** BEGIN **

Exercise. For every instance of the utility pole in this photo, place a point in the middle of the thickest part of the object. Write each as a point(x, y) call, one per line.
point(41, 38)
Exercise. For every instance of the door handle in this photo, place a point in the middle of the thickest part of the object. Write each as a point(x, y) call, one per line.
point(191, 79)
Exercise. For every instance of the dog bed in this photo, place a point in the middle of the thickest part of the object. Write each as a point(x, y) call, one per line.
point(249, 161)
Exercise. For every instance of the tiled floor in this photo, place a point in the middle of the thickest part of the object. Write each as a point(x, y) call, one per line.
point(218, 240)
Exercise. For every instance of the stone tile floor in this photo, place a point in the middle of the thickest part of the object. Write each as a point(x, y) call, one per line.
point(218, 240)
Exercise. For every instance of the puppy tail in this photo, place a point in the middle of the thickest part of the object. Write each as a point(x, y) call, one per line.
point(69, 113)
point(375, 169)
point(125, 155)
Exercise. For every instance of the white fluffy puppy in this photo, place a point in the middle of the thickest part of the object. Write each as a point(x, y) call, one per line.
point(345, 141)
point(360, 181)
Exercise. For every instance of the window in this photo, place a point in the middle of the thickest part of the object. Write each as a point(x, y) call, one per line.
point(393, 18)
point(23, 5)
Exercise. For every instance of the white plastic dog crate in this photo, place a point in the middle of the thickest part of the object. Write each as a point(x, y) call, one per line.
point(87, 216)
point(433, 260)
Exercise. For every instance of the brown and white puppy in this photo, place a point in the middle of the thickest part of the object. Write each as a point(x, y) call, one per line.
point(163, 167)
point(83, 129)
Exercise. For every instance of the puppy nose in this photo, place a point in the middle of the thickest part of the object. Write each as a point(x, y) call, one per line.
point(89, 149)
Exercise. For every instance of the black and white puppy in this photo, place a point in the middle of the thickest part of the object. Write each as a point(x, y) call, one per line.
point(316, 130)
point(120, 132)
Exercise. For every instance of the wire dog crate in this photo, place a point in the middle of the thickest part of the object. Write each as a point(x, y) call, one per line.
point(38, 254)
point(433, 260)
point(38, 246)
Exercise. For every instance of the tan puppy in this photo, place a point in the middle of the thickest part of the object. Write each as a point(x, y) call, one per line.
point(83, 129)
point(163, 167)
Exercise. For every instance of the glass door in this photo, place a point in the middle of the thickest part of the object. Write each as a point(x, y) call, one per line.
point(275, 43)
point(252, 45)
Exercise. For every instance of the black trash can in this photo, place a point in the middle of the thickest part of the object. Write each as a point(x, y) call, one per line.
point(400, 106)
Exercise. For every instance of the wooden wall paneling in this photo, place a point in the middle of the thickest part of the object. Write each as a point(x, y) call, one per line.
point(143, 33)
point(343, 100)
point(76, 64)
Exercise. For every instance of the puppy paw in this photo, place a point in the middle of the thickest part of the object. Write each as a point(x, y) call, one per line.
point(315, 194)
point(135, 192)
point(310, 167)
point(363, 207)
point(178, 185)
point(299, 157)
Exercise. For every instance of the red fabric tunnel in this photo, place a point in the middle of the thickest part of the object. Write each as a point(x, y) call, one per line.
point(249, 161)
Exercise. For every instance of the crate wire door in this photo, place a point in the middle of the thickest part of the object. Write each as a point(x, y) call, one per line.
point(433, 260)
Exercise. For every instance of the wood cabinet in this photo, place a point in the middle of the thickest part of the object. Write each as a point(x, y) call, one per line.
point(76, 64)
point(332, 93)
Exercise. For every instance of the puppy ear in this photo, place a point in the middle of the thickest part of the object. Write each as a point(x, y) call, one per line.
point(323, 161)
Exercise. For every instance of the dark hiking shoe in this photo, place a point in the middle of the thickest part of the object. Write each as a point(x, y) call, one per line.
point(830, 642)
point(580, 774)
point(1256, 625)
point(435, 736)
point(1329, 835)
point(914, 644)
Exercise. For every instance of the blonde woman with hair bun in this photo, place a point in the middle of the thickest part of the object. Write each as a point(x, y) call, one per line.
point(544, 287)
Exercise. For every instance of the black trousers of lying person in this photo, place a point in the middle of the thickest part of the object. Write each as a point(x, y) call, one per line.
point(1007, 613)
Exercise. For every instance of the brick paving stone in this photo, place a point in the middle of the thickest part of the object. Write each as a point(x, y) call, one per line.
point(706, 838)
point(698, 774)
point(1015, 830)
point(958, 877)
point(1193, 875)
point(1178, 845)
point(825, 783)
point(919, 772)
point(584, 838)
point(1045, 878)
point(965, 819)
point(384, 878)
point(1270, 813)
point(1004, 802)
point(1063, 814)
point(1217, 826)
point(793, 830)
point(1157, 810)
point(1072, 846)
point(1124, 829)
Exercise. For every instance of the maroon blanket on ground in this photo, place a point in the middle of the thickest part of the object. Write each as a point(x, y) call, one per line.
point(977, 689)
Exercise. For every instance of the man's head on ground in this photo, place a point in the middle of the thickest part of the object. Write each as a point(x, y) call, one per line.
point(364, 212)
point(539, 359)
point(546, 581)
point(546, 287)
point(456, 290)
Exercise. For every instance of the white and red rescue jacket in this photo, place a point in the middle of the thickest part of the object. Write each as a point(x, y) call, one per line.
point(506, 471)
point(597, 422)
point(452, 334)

** END **

## Requirements
Please render the material from its start through the line containing "point(125, 155)", inclusive, as a two-column CSV with the headers text and answer. Each row should pair a text with its answer, with every field in quotes and line breaks replaced by spaces.

## Response to the task
text,answer
"Exercise. For every instance of the utility pole in this photo, place a point in the middle of the thickest part of the object. Write each as a point(x, y) call, one per line.","point(41, 38)"
"Exercise. For every instance of the door handle in this photo, place a point in the middle of the thickest part of the object. Write each as a point(x, y) call, one per line.","point(191, 79)"
"Exercise. For every instance of the dog bed in this photo, place a point in the middle of the thickest part of the object. Write each as a point(x, y) call, one per line.","point(249, 161)"
"Exercise. For every instance of the tiled floor in this photo, place a point in the middle of the thickest part of the object. Write each as a point(x, y) call, one per line.","point(218, 240)"
"Exercise. For every instance of the stone tile floor in this photo, place a point in the middle of the thickest part of the object. Write each as a point(x, y) call, one per line.","point(218, 240)"
"Exercise. For every instance of the puppy tail in this photo, place a point in the middle of the thickest part of the object. Write each as a point(x, y) call, one per line.","point(69, 113) point(375, 169) point(125, 155)"